**TASK GOAL**
Would you copy every record exactly as it stands and drop the pictures?

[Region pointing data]
···

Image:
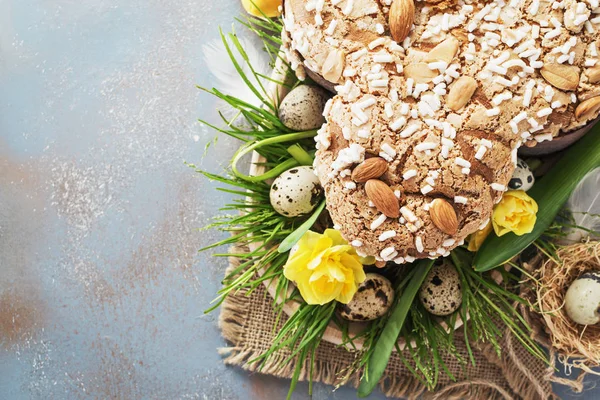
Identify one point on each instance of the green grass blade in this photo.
(293, 237)
(386, 342)
(551, 192)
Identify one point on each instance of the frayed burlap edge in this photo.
(521, 381)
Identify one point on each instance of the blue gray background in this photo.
(101, 286)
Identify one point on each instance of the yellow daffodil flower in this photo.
(270, 8)
(515, 213)
(324, 268)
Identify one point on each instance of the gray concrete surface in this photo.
(101, 287)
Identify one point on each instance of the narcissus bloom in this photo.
(515, 213)
(324, 268)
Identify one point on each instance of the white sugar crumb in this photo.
(387, 235)
(378, 222)
(460, 200)
(411, 173)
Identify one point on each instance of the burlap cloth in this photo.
(247, 324)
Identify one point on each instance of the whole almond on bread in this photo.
(588, 109)
(461, 92)
(401, 18)
(383, 197)
(443, 216)
(371, 168)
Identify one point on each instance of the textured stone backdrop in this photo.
(101, 287)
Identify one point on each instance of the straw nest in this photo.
(577, 345)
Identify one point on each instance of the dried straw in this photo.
(577, 345)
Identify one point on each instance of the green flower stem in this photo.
(550, 193)
(265, 142)
(293, 237)
(386, 342)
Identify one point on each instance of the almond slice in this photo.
(588, 109)
(383, 197)
(563, 77)
(401, 18)
(593, 73)
(371, 168)
(443, 216)
(445, 51)
(420, 72)
(461, 92)
(334, 65)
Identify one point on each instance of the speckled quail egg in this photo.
(373, 299)
(582, 301)
(296, 192)
(302, 108)
(441, 293)
(522, 178)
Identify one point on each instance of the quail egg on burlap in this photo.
(372, 300)
(522, 178)
(302, 108)
(441, 293)
(296, 192)
(582, 301)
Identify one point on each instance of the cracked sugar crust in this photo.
(392, 102)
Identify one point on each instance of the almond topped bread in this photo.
(446, 107)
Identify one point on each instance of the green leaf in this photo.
(293, 237)
(550, 193)
(386, 342)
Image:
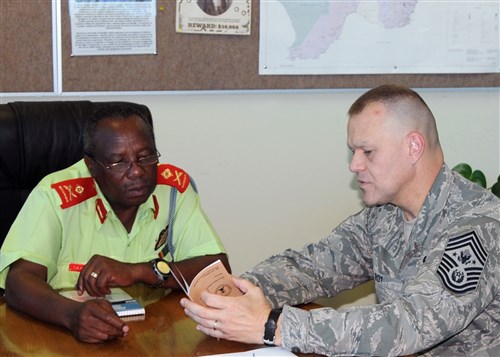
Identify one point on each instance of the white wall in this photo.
(272, 167)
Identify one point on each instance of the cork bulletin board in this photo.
(183, 61)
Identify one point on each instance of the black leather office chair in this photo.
(37, 138)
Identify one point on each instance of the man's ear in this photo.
(89, 162)
(416, 146)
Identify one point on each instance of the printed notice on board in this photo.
(113, 27)
(213, 17)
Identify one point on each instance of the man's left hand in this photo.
(102, 272)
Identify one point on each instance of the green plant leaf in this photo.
(463, 169)
(479, 178)
(496, 187)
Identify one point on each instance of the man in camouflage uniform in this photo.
(428, 237)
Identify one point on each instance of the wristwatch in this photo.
(270, 327)
(161, 269)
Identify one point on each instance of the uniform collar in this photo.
(104, 211)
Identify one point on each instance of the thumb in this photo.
(243, 285)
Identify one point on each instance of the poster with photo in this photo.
(213, 17)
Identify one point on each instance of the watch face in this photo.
(163, 267)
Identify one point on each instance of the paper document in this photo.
(214, 278)
(122, 302)
(260, 352)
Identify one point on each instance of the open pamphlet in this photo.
(214, 278)
(122, 302)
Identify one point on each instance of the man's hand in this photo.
(95, 321)
(239, 318)
(102, 272)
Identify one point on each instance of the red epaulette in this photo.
(75, 191)
(173, 176)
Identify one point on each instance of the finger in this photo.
(217, 333)
(242, 284)
(198, 313)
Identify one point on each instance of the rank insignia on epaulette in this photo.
(75, 191)
(173, 176)
(162, 238)
(462, 263)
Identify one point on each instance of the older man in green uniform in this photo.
(115, 218)
(428, 237)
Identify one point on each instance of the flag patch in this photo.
(462, 263)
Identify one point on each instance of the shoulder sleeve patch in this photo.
(173, 176)
(75, 191)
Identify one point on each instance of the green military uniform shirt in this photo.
(66, 220)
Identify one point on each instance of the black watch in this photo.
(270, 327)
(161, 269)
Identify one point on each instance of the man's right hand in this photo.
(95, 321)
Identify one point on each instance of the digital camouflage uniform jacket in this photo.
(437, 294)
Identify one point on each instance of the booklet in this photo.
(122, 302)
(214, 278)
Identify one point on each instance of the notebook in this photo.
(122, 302)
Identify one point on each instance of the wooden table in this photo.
(164, 331)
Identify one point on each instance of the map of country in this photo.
(320, 23)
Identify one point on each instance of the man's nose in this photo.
(357, 163)
(135, 169)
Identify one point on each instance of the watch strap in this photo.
(270, 327)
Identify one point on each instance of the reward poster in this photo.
(215, 17)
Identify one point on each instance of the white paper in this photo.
(260, 352)
(214, 17)
(111, 27)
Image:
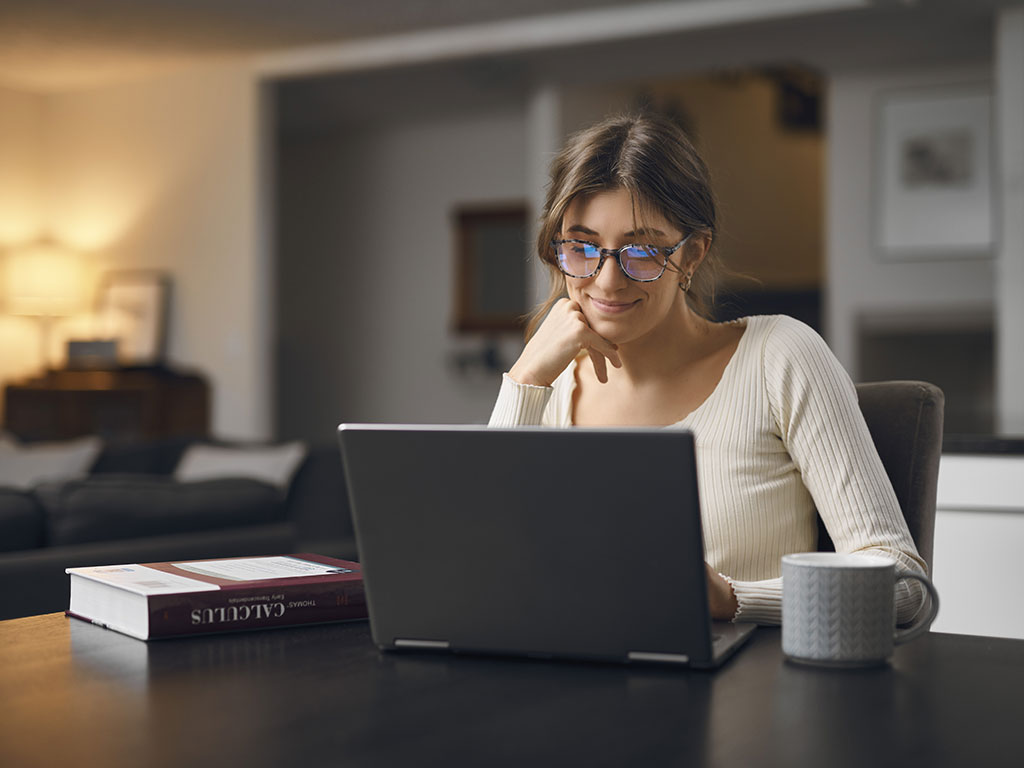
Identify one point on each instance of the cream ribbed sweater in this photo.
(780, 436)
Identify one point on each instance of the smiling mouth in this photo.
(612, 307)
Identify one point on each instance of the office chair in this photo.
(905, 421)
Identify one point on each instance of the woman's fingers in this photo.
(600, 365)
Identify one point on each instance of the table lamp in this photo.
(44, 281)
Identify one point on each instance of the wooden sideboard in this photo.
(125, 403)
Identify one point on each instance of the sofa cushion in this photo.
(142, 457)
(273, 464)
(20, 521)
(25, 465)
(109, 507)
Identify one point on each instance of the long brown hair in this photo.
(649, 157)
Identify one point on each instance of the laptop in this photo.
(580, 544)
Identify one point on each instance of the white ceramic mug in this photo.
(839, 610)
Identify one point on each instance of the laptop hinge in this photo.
(639, 655)
(435, 644)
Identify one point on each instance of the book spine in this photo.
(233, 609)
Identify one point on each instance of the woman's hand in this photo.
(559, 339)
(721, 598)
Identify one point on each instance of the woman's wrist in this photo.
(526, 377)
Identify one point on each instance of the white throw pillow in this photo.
(23, 466)
(271, 464)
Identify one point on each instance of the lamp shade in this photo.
(44, 279)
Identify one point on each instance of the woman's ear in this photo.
(694, 251)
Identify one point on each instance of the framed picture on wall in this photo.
(132, 308)
(934, 183)
(491, 267)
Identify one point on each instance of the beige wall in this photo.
(20, 215)
(861, 285)
(163, 174)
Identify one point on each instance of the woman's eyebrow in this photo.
(642, 232)
(582, 229)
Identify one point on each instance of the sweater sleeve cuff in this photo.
(519, 404)
(759, 601)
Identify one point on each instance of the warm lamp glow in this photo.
(44, 280)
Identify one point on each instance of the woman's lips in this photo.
(612, 307)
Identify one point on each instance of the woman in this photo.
(626, 340)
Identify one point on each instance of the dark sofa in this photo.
(130, 509)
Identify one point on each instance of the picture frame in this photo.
(491, 271)
(132, 308)
(934, 179)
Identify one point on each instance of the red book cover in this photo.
(189, 597)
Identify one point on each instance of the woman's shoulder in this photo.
(768, 325)
(778, 333)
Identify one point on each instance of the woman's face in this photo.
(619, 308)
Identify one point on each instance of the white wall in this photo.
(369, 273)
(1010, 190)
(20, 215)
(162, 174)
(858, 283)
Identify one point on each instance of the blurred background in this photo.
(326, 210)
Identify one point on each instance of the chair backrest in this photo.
(905, 421)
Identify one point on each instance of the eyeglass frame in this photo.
(617, 254)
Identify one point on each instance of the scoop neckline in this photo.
(726, 372)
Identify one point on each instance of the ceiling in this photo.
(56, 45)
(52, 45)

···

**ANSWER TO THIS PROBLEM**
Image:
Identify one point on each instance of the green grass blade in this photo.
(293, 237)
(386, 342)
(551, 192)
Identify one point on each instance of the frayed burlap edge in this photo.
(521, 381)
Identify one point on each instance of the blue gray background in this photo.
(101, 286)
Identify one point on each instance of the yellow daffodil flower in this photo.
(270, 8)
(515, 213)
(324, 268)
Identify one point on each instance of the gray concrete surface in this photo.
(101, 287)
Identify one point on each instance of the narcissus bloom in this photo.
(515, 213)
(324, 268)
Identify one point on each instance of the white sugar crumb in this photo.
(387, 235)
(378, 222)
(460, 200)
(411, 173)
Identify one point on each instance of the burlap cloth in this photo.
(247, 324)
Identify one point on each instance of the whole almond on bread in this photo.
(588, 109)
(461, 92)
(401, 18)
(383, 197)
(443, 216)
(371, 168)
Identify one point on each instance of the textured stone backdrop in this photo.
(101, 287)
Identify one point on each instance of the straw nest in this photo.
(577, 345)
Identify one point on each instance of the dried straw in this photo.
(577, 345)
Identify one point on each instance of the green flower stem in this photo.
(550, 193)
(265, 142)
(293, 237)
(386, 342)
Identify one point on each instance of the almond slice in this photo.
(588, 109)
(383, 197)
(563, 77)
(401, 18)
(593, 73)
(371, 168)
(443, 216)
(445, 51)
(420, 72)
(461, 92)
(334, 65)
Identify one point on each instance of the speckled quail egg in this photo.
(373, 299)
(582, 301)
(296, 192)
(302, 108)
(441, 293)
(522, 178)
Identify one point on each instance of the quail egg on burlap in this photo.
(372, 300)
(522, 178)
(302, 108)
(441, 293)
(296, 192)
(582, 301)
Identify one point on each instance of the cracked sugar crust in this photo.
(392, 102)
Identify one point on each instance of the almond topped bread in this photo.
(446, 107)
Identify one point on each instance of the green leaf in this photo.
(293, 237)
(550, 193)
(386, 342)
Image:
Identify one point on each instance of the white wall in this photo.
(272, 167)
Identify one point on each instance of the cork bulletin board in this photo.
(183, 61)
Identify one point on each instance of the black leather office chair in this photo.
(37, 138)
Identify one point on each instance of the man's ear in this photo.
(89, 162)
(416, 146)
Identify one point on each instance of the printed notice on board in this photo.
(113, 27)
(213, 17)
Identify one point on each instance of the man's left hand in this photo.
(102, 272)
Identify one point on each instance of the green plant leaf in this photo.
(463, 169)
(479, 178)
(496, 187)
Identify one point on each instance of the man in camouflage uniform in this photo.
(428, 237)
Identify one point on each instance of the wristwatch in this photo.
(270, 327)
(161, 269)
Identify one point on each instance of the uniform collar in this photo.
(104, 211)
Identify one point on each instance of the thumb in this photo.
(243, 285)
Identify one point on each instance of the poster with photo in this photo.
(213, 17)
Identify one point on each instance of the watch face in this photo.
(163, 267)
Identify one point on each instance of the paper document in this photo.
(214, 278)
(122, 302)
(260, 352)
Identify one point on each instance of the open pamphlet in this photo.
(214, 278)
(122, 302)
Identify one point on each instance of the man's hand in this photo.
(95, 321)
(239, 318)
(102, 272)
Identify one point on each instance of the red epaulette in this photo.
(75, 191)
(173, 176)
Identify one point on each instance of the finger in this photo.
(217, 333)
(242, 284)
(198, 313)
Identify one point on each instance of the rank insignia on epaulette in this photo.
(75, 191)
(173, 176)
(162, 238)
(462, 263)
Identify one point on each instance of the older man in green uniform in this photo.
(115, 218)
(428, 237)
Identify one point on each instance of the flag patch in this photo.
(462, 263)
Identify one point on each instance of the shoulder sleeve patch in this photo.
(173, 176)
(75, 191)
Identify one point on each instance of the green military uniform shirt in this photo.
(66, 220)
Identify one point on each instance of the black watch in this photo.
(270, 327)
(161, 269)
Identify one point on each instance of the man's right hand in this photo.
(95, 321)
Identify one point on each instance of the digital camouflage uniform jacket in this photo.
(437, 294)
Identify one point on each instance of the booklet in this photo.
(122, 302)
(214, 278)
Identify one point on each instance of the notebook in this photo.
(122, 302)
Identify one point on each instance of the wooden table in this photo.
(164, 331)
Identify one point on each instance of the map of country in this photo.
(320, 23)
Identify one point on each instance of the man's nose in this photo.
(357, 163)
(135, 169)
Identify one point on each instance of the watch strap in this photo.
(270, 327)
Identify one point on each instance of the reward poster in this photo.
(215, 17)
Identify one point on each instance of the white paper in this photo.
(260, 352)
(214, 17)
(111, 27)
Image:
Identify one point on each instance of the cream ribbed sweater in this photo.
(780, 436)
Identify one point on each instance of the smiling mouth in this photo.
(612, 307)
Identify one point on each instance of the office chair in this photo.
(905, 421)
Identify one point on each instance of the woman's fingers in this photo.
(600, 365)
Identify one point on each instance of the table lamp in this photo.
(44, 281)
Identify one point on each instance of the wooden sideboard in this photo.
(125, 403)
Identify one point on each instance of the sofa cushion in this photo.
(142, 457)
(273, 464)
(20, 521)
(25, 465)
(109, 507)
Identify one point on each instance of the long brown hair in this photo.
(649, 157)
Identify one point on each instance of the laptop in this photo.
(580, 544)
Identify one point on each instance of the white ceramic mug in this photo.
(839, 610)
Identify one point on each instance of the laptop hinge in this photo.
(639, 655)
(435, 644)
Identify one point on each instance of the book spine in this photo.
(233, 609)
Identify one point on each instance of the woman's hand in this photo.
(559, 339)
(721, 598)
Identify one point on each instance of the woman's wrist in this photo.
(526, 377)
Identify one point on each instance of the white throw pillow in this photo.
(23, 466)
(271, 464)
Identify one point on each instance of the lamp shade in this photo.
(44, 279)
Identify one point on each instance of the woman's ear in this photo.
(694, 251)
Identify one point on each instance of the framed picture on wall in this photo.
(132, 308)
(934, 183)
(491, 267)
Identify one point on each instance of the beige wall in this photo.
(20, 215)
(861, 285)
(163, 174)
Identify one point on each instance of the woman's eyebrow in this photo.
(642, 232)
(582, 229)
Identify one point on each instance of the sweater sleeve cuff in this photo.
(519, 404)
(759, 601)
Identify one point on each instance of the warm lamp glow in this photo.
(44, 280)
Identify one point on each instance of the woman's lips in this photo.
(612, 307)
Identify one point on each instance of the woman in this photo.
(626, 340)
Identify one point on each instance of the dark sofa in this photo.
(130, 509)
Identify one point on each instance of the picture frame in this photo.
(491, 271)
(132, 308)
(934, 179)
Identify one point on each instance of the red book cover in this photo.
(189, 597)
Identify one point on each instance of the woman's shoulder in this photo.
(768, 325)
(778, 333)
Identify one point on each instance of the woman's face in this photo.
(619, 308)
Identify one point on each instance of the white wall in this photo.
(369, 273)
(1010, 190)
(20, 215)
(162, 174)
(858, 283)
Identify one point on each instance of the blurred background in this photo.
(326, 210)
Identify one point on each instance of the chair backrest in this photo.
(905, 421)
Identify one point on each instance of the eyeglass frame in this photo.
(617, 254)
Identify one point on each instance of the scoop neckline in this photo.
(726, 372)
Identify one point on each instance of the ceiling in this photo.
(56, 45)
(52, 45)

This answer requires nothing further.